Exercise materials Block Start
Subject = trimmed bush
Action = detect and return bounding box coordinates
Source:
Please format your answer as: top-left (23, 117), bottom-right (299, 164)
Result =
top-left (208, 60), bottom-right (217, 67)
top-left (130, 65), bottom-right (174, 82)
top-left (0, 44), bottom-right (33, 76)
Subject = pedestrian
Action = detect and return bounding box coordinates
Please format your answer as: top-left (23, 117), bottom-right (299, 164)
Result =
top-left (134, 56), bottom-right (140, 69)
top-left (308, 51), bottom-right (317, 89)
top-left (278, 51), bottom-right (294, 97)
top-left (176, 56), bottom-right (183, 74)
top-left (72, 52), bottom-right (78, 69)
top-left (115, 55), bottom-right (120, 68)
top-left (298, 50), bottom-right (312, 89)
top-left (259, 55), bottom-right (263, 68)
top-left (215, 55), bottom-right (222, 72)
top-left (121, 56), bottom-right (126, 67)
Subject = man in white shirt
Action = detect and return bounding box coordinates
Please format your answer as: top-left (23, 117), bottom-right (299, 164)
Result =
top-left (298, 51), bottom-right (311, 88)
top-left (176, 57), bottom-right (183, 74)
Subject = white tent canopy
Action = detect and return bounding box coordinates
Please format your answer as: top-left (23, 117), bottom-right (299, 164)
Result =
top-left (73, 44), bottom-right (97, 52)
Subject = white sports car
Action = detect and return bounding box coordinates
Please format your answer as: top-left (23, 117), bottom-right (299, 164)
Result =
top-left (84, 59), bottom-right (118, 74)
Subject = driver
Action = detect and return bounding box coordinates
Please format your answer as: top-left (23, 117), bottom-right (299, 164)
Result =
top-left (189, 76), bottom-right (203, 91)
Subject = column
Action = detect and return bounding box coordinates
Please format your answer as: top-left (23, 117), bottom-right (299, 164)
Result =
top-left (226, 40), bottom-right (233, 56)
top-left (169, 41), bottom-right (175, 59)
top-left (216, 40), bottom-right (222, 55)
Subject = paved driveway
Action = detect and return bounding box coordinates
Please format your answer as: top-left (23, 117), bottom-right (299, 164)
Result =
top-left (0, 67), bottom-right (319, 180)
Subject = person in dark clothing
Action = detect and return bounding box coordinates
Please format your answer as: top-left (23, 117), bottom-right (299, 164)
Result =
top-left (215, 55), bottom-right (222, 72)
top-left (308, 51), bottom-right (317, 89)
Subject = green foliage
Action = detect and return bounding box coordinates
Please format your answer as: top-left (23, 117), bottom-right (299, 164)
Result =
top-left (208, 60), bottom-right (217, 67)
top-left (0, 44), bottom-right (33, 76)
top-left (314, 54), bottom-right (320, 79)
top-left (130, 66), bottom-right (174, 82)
Exercise materials Block End
* **Assignment**: The lines to copy run from the first line of the entries to the line containing "Subject = white sports car"; copy them exactly and output nothing else.

* **Written answer**:
Subject = trimmed bush
Action = detect and return bounding box coordinates
Source:
Please format your answer as: top-left (23, 117), bottom-right (299, 164)
Result =
top-left (208, 60), bottom-right (217, 67)
top-left (130, 65), bottom-right (174, 82)
top-left (0, 44), bottom-right (33, 76)
Subject = pedestrian
Action = detect and return bounding box coordinates
Please format your answer as: top-left (23, 117), bottom-right (299, 164)
Result =
top-left (134, 56), bottom-right (140, 69)
top-left (308, 51), bottom-right (317, 89)
top-left (278, 51), bottom-right (294, 97)
top-left (176, 56), bottom-right (183, 74)
top-left (72, 52), bottom-right (78, 69)
top-left (115, 55), bottom-right (120, 68)
top-left (298, 50), bottom-right (312, 89)
top-left (259, 55), bottom-right (263, 68)
top-left (215, 55), bottom-right (222, 72)
top-left (121, 56), bottom-right (126, 67)
Subject = man in white shirt
Action = detect and return bounding box coordinates
Please format your answer as: top-left (23, 117), bottom-right (299, 164)
Result =
top-left (298, 51), bottom-right (311, 88)
top-left (176, 57), bottom-right (183, 74)
Subject = white tent canopy
Action = detect and return bounding box coordinates
Please format your answer as: top-left (23, 117), bottom-right (299, 164)
Result =
top-left (73, 44), bottom-right (97, 52)
Subject = white sports car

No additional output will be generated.